What you need to do: Reproduce the listing word for word. Skip any image.

Dataset excerpts:
------------------------

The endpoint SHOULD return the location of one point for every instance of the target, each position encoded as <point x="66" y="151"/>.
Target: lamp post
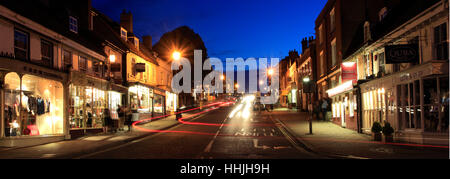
<point x="307" y="88"/>
<point x="176" y="55"/>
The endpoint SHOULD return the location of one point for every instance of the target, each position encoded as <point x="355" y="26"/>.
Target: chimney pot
<point x="126" y="21"/>
<point x="147" y="40"/>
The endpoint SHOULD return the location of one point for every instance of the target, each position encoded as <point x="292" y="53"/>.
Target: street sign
<point x="309" y="87"/>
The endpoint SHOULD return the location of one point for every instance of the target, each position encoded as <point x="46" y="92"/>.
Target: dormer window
<point x="73" y="24"/>
<point x="332" y="19"/>
<point x="136" y="42"/>
<point x="367" y="33"/>
<point x="123" y="33"/>
<point x="383" y="13"/>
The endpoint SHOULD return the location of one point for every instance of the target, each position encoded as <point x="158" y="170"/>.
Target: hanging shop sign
<point x="402" y="53"/>
<point x="140" y="67"/>
<point x="349" y="71"/>
<point x="115" y="67"/>
<point x="340" y="89"/>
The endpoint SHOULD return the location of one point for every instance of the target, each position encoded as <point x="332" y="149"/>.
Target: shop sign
<point x="411" y="76"/>
<point x="340" y="89"/>
<point x="349" y="71"/>
<point x="140" y="67"/>
<point x="115" y="67"/>
<point x="402" y="53"/>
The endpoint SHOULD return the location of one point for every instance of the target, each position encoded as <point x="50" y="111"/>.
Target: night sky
<point x="229" y="28"/>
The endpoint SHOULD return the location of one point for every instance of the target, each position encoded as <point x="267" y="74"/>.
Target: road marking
<point x="135" y="141"/>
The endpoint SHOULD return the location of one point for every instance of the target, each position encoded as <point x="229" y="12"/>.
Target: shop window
<point x="114" y="101"/>
<point x="333" y="53"/>
<point x="95" y="107"/>
<point x="444" y="101"/>
<point x="140" y="99"/>
<point x="12" y="102"/>
<point x="158" y="104"/>
<point x="73" y="24"/>
<point x="41" y="109"/>
<point x="332" y="20"/>
<point x="21" y="44"/>
<point x="67" y="60"/>
<point x="76" y="105"/>
<point x="82" y="64"/>
<point x="98" y="69"/>
<point x="47" y="53"/>
<point x="441" y="42"/>
<point x="400" y="109"/>
<point x="431" y="105"/>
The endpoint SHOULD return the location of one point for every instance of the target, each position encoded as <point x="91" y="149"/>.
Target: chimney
<point x="147" y="40"/>
<point x="126" y="21"/>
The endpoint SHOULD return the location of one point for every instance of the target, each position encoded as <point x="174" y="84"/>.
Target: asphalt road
<point x="233" y="132"/>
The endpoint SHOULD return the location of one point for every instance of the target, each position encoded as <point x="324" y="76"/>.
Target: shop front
<point x="171" y="102"/>
<point x="32" y="99"/>
<point x="141" y="101"/>
<point x="344" y="105"/>
<point x="91" y="99"/>
<point x="88" y="104"/>
<point x="414" y="101"/>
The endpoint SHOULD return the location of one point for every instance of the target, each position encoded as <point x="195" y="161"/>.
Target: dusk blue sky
<point x="229" y="28"/>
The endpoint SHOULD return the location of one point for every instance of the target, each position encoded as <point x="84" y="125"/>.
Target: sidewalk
<point x="332" y="140"/>
<point x="88" y="144"/>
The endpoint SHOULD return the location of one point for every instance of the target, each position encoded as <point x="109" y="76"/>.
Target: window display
<point x="171" y="102"/>
<point x="33" y="106"/>
<point x="114" y="101"/>
<point x="158" y="104"/>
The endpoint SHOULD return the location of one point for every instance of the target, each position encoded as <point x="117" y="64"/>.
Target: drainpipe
<point x="359" y="108"/>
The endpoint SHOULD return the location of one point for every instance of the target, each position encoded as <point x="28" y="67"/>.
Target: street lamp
<point x="176" y="55"/>
<point x="307" y="89"/>
<point x="270" y="72"/>
<point x="112" y="58"/>
<point x="306" y="80"/>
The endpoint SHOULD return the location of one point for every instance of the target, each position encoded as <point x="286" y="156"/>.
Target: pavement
<point x="333" y="141"/>
<point x="87" y="144"/>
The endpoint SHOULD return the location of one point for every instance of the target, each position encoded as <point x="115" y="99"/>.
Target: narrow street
<point x="235" y="132"/>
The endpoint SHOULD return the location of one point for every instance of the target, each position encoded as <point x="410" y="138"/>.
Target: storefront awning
<point x="284" y="92"/>
<point x="347" y="86"/>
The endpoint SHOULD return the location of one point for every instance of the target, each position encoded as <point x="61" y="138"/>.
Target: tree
<point x="184" y="40"/>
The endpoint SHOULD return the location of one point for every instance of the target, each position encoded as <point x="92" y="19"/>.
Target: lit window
<point x="73" y="24"/>
<point x="333" y="53"/>
<point x="82" y="64"/>
<point x="332" y="19"/>
<point x="67" y="59"/>
<point x="47" y="52"/>
<point x="21" y="44"/>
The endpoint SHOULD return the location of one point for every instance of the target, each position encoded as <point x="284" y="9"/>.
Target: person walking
<point x="324" y="109"/>
<point x="128" y="119"/>
<point x="108" y="121"/>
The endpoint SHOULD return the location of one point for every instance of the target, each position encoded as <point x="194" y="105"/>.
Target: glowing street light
<point x="176" y="55"/>
<point x="270" y="72"/>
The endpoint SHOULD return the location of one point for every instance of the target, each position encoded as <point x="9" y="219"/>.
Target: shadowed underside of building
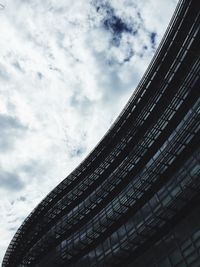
<point x="135" y="199"/>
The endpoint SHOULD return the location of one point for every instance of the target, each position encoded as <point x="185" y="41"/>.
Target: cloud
<point x="67" y="69"/>
<point x="10" y="181"/>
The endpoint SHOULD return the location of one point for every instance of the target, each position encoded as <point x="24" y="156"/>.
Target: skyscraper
<point x="135" y="199"/>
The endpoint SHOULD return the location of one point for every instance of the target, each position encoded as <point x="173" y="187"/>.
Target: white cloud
<point x="66" y="70"/>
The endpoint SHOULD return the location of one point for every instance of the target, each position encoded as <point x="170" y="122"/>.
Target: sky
<point x="67" y="68"/>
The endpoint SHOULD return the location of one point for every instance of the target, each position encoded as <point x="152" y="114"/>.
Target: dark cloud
<point x="114" y="24"/>
<point x="11" y="128"/>
<point x="153" y="37"/>
<point x="10" y="181"/>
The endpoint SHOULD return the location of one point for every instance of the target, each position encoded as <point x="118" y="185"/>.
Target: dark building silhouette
<point x="135" y="200"/>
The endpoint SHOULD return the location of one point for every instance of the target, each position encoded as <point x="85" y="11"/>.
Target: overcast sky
<point x="67" y="68"/>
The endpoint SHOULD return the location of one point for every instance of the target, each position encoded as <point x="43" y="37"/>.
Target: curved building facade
<point x="135" y="199"/>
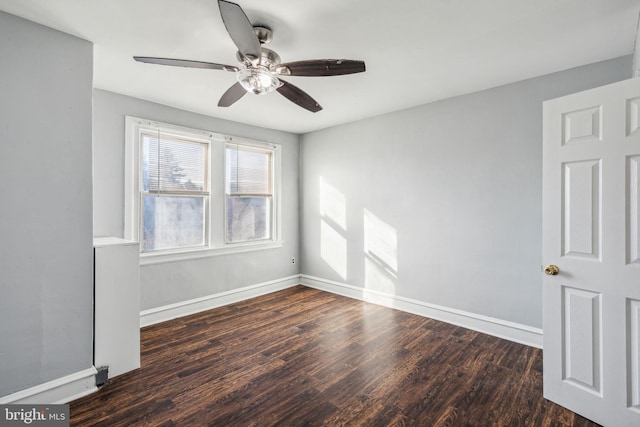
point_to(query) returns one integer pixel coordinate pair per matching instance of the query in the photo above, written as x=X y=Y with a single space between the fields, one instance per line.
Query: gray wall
x=46 y=255
x=439 y=203
x=163 y=284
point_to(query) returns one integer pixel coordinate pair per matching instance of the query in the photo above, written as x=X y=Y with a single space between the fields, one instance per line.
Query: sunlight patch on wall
x=333 y=205
x=333 y=249
x=333 y=227
x=381 y=254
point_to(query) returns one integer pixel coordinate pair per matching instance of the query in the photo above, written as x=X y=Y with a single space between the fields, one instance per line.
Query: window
x=191 y=193
x=249 y=193
x=174 y=191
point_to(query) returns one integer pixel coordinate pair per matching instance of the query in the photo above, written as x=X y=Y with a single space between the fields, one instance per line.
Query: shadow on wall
x=380 y=248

------------------------

Worked solution:
The endpoint SHOULD return the location of one point for every instance of the target, each position encoded as <point x="66" y="151"/>.
Target: lamp post
<point x="307" y="88"/>
<point x="176" y="55"/>
The endpoint SHOULD return the location of one point for every instance of the target, each position encoded as <point x="355" y="26"/>.
Target: chimney pot
<point x="126" y="21"/>
<point x="147" y="40"/>
The endpoint SHOULD return the location of one point for every instance of the target, each position encoded as <point x="292" y="53"/>.
Target: street sign
<point x="309" y="87"/>
The endpoint SHOULD return the location of one point for every instance of the target, each position encoded as <point x="46" y="92"/>.
Target: dormer window
<point x="73" y="24"/>
<point x="332" y="19"/>
<point x="136" y="42"/>
<point x="367" y="33"/>
<point x="123" y="33"/>
<point x="383" y="13"/>
The endpoint SHOULD return the location of one point for every instance of the target, each position encoded as <point x="158" y="170"/>.
Target: hanging shop sign
<point x="402" y="53"/>
<point x="140" y="67"/>
<point x="349" y="71"/>
<point x="115" y="67"/>
<point x="340" y="89"/>
The endpoint SHOULD return the location of one point for every instance of the target, each position encoded as <point x="332" y="149"/>.
Target: shop sign
<point x="411" y="76"/>
<point x="340" y="89"/>
<point x="349" y="71"/>
<point x="140" y="67"/>
<point x="115" y="67"/>
<point x="402" y="53"/>
The endpoint SHOULD return the location of one point for every instance of the target, each position encoded as <point x="50" y="111"/>.
Target: night sky
<point x="229" y="28"/>
The endpoint SHOULD return the location of one point for every instance of the target, each position encoded as <point x="267" y="74"/>.
Target: road marking
<point x="135" y="141"/>
The endpoint SHOULD return the location of one point for every instance of the target, each position encoded as <point x="229" y="12"/>.
Target: shop window
<point x="114" y="101"/>
<point x="333" y="53"/>
<point x="95" y="107"/>
<point x="444" y="101"/>
<point x="140" y="99"/>
<point x="12" y="102"/>
<point x="158" y="104"/>
<point x="73" y="24"/>
<point x="41" y="109"/>
<point x="332" y="20"/>
<point x="21" y="44"/>
<point x="67" y="60"/>
<point x="76" y="105"/>
<point x="82" y="64"/>
<point x="98" y="69"/>
<point x="47" y="53"/>
<point x="441" y="42"/>
<point x="400" y="109"/>
<point x="431" y="105"/>
The endpoint SHOULD return the location of one point for every instance of the target, each position encoded as <point x="91" y="149"/>.
Target: chimney
<point x="147" y="40"/>
<point x="126" y="21"/>
The endpoint SHOULD return the location of one point for every instance of the target, each position encoded as <point x="174" y="84"/>.
Target: asphalt road
<point x="233" y="132"/>
The endpoint SHOULD return the location of one point for every instance of the target, each position encoded as <point x="324" y="76"/>.
Target: shop front
<point x="171" y="102"/>
<point x="32" y="99"/>
<point x="141" y="101"/>
<point x="344" y="105"/>
<point x="91" y="99"/>
<point x="88" y="104"/>
<point x="414" y="101"/>
The endpoint SHOULD return the location of one point for every instance of the target, each position encoded as <point x="195" y="161"/>.
Target: dusk blue sky
<point x="229" y="28"/>
The endpoint SHOULD return the location of one point for every instance of the target, each position encoded as <point x="84" y="125"/>.
Target: sidewalk
<point x="332" y="140"/>
<point x="88" y="144"/>
The endpoint SHOULD return the location of one point for every instance of the target, each position encoded as <point x="109" y="76"/>.
Target: window display
<point x="171" y="102"/>
<point x="33" y="106"/>
<point x="114" y="101"/>
<point x="158" y="104"/>
The endpoint SHOULD return the location of one point for every instance of the target, each position encoded as <point x="117" y="64"/>.
Target: drainpipe
<point x="359" y="108"/>
The endpoint SHOULD return the location of one point for every instance of the target, each position encoded as <point x="28" y="67"/>.
Target: street lamp
<point x="176" y="55"/>
<point x="307" y="89"/>
<point x="270" y="72"/>
<point x="112" y="58"/>
<point x="306" y="80"/>
The endpoint SHOULD return the location of one point for every instance of the target, each position encoded as <point x="286" y="156"/>.
Target: pavement
<point x="333" y="141"/>
<point x="87" y="144"/>
The endpoint SHOULD return the location of one point for every instance of the target, each position encoded as <point x="115" y="99"/>.
Target: narrow street
<point x="235" y="132"/>
The endpoint SHOULD return the location of one point for every instance of the target, each position encoded as <point x="410" y="138"/>.
Target: storefront awning
<point x="284" y="92"/>
<point x="347" y="86"/>
The endpoint SHOULD return the location of one point for every instance of the target, each position encoded as <point x="61" y="138"/>.
Target: tree
<point x="184" y="40"/>
The endpoint SHOULD return the location of one point for every instance of the target, each position encoded as <point x="92" y="19"/>.
Target: lit window
<point x="73" y="24"/>
<point x="333" y="53"/>
<point x="82" y="64"/>
<point x="332" y="19"/>
<point x="67" y="59"/>
<point x="47" y="52"/>
<point x="21" y="44"/>
The endpoint SHOULD return the location of one point for every instance of the target, each position encoded as <point x="284" y="9"/>.
Target: person walking
<point x="324" y="109"/>
<point x="128" y="119"/>
<point x="108" y="121"/>
The endpoint SHOULD return the location of one point for every instance of the target, each position encoded as <point x="194" y="105"/>.
Target: glowing street light
<point x="176" y="55"/>
<point x="270" y="72"/>
The endpoint SHOULD return the location of one point for every instance of the target, each position encoded as <point x="9" y="219"/>.
Target: shadowed underside of building
<point x="135" y="199"/>
The endpoint SHOULD return the location of one point for every instance of the target, each position encoded as <point x="185" y="41"/>.
Target: cloud
<point x="67" y="69"/>
<point x="10" y="181"/>
The endpoint SHOULD return the location of one point for every instance of the target, each position encoded as <point x="24" y="156"/>.
Target: skyscraper
<point x="135" y="199"/>
The endpoint SHOULD return the location of one point for every instance of the target, each position encoded as <point x="173" y="187"/>.
Target: white cloud
<point x="66" y="70"/>
The endpoint SHOULD return the location of one point for every instance of the target, each position encoded as <point x="170" y="122"/>.
Target: sky
<point x="67" y="68"/>
The endpoint SHOULD return the location of one point for every instance of the target, each position encoded as <point x="152" y="114"/>.
Target: dark cloud
<point x="114" y="24"/>
<point x="11" y="128"/>
<point x="153" y="37"/>
<point x="10" y="181"/>
The endpoint SHOULD return the location of one point for every instance of the target, each position encoded as <point x="118" y="185"/>.
Target: dark building silhouette
<point x="135" y="200"/>
The endpoint SHOULD return the location of one point for every instance of the target, each position encoded as <point x="85" y="11"/>.
Target: overcast sky
<point x="67" y="68"/>
The endpoint SHOULD return the location of one point for every instance of the target, each position encoded as <point x="43" y="37"/>.
Target: curved building facade
<point x="135" y="199"/>
point_to(query) returns one integer pixel coordinate pair per matching instance of the query in the photo above, written as x=X y=Y with a single space between the fields, one instance per line.
Query: gray wall
x=46 y=255
x=439 y=203
x=163 y=284
point_to(query) returns one integer pixel coordinate pair per matching instance of the query in the photo above, written as x=X y=Y with a single space between the fields, one instance per line.
Query: sunlight patch on wall
x=333 y=205
x=333 y=249
x=333 y=227
x=381 y=254
point_to(query) returns one integer pixel coordinate pair per matching instance of the query in the photo above, written as x=X y=Y with a single space between the fields, one instance per line.
Query: window
x=191 y=193
x=249 y=193
x=174 y=191
point_to(query) returns one integer pixel coordinate pair per matching instance of the query in the photo above, written as x=X y=Y with a single space between the fields, one instance per line.
Query: shadow on wall
x=380 y=248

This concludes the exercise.